● Task objective: From the line that has "# test: locate points for every instance of the blue batting" down to the final line of the listing below, transcribe every line exactly, and only those.

>> Begin

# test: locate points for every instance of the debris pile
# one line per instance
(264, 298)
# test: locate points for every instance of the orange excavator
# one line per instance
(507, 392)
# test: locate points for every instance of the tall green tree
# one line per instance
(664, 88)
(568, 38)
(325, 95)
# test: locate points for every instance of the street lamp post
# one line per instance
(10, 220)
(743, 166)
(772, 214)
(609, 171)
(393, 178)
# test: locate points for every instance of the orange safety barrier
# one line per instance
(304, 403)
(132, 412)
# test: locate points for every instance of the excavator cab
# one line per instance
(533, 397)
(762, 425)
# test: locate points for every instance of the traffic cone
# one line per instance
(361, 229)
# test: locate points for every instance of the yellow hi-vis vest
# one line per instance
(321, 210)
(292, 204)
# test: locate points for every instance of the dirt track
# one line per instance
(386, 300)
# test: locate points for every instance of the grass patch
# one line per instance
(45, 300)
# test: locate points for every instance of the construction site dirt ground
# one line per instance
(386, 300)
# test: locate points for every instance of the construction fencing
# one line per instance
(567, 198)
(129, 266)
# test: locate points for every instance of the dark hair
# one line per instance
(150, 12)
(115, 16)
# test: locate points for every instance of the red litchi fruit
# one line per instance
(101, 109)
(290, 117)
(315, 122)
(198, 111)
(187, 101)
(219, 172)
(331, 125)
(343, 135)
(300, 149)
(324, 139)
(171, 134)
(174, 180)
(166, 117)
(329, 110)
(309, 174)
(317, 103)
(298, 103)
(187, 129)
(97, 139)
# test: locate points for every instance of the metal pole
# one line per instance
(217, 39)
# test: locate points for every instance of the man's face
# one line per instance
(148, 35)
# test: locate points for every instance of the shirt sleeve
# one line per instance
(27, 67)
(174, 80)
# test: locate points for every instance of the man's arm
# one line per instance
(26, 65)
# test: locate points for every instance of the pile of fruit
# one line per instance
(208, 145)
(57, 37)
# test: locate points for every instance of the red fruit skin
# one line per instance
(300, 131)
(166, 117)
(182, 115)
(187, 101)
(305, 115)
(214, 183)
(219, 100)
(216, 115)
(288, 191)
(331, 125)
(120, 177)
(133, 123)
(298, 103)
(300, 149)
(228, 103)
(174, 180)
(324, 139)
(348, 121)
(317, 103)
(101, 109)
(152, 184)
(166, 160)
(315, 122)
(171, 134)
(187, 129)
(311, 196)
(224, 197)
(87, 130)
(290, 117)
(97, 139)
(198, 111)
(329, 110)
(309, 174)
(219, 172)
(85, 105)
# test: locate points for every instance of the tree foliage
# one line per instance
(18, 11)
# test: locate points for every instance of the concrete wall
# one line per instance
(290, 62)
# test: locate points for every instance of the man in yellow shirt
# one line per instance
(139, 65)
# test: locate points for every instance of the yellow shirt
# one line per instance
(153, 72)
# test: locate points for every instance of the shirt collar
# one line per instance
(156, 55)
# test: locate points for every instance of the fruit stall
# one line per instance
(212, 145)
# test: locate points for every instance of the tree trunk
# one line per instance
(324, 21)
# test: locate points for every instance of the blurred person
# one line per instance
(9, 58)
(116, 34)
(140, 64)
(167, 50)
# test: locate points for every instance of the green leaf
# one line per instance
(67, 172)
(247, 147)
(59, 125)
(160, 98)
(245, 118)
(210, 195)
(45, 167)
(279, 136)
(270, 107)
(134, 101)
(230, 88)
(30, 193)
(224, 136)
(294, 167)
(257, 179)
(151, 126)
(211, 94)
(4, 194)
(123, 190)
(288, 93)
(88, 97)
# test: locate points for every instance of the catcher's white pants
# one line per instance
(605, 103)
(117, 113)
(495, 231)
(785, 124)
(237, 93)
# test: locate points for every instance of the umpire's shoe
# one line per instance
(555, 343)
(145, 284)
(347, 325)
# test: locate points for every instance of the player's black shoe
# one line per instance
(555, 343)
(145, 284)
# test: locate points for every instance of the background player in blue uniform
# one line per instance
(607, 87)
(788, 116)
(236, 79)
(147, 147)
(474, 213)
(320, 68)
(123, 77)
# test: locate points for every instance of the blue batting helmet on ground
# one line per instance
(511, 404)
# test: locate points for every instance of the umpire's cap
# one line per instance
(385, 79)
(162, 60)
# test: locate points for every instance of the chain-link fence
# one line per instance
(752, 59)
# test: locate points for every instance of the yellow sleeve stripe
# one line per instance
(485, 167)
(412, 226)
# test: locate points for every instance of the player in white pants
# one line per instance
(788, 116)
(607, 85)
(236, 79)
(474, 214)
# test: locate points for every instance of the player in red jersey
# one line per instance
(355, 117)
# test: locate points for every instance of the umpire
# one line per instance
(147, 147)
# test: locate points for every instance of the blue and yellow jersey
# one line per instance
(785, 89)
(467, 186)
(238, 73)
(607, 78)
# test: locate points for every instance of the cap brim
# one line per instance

>> End

● The output:
# test: locate points for every instance of the blue batting helmet on ground
# one line per instance
(511, 404)
# test: locate points for every instance of the umpire's cap
# one line per instance
(385, 79)
(162, 60)
# test: locate points for every instance of the chain-link fence
# one line per instance
(752, 59)
# test: locate points for every instance of the yellow sleeve stripe
# one line per instance
(485, 167)
(412, 226)
# test: locate points for every instance of the player in white pants
# one line per instance
(788, 116)
(607, 85)
(236, 79)
(474, 214)
# test: locate points for every instance of the player in red jersey
# one line per instance
(355, 117)
# test: locate points for every instance of the umpire
# one line per instance
(147, 147)
# test: locate points for every instance of the blue and yellow jersey
# one line per instance
(785, 89)
(467, 186)
(238, 73)
(607, 78)
# test: locate points for every instance of the cap brim
# one line per instance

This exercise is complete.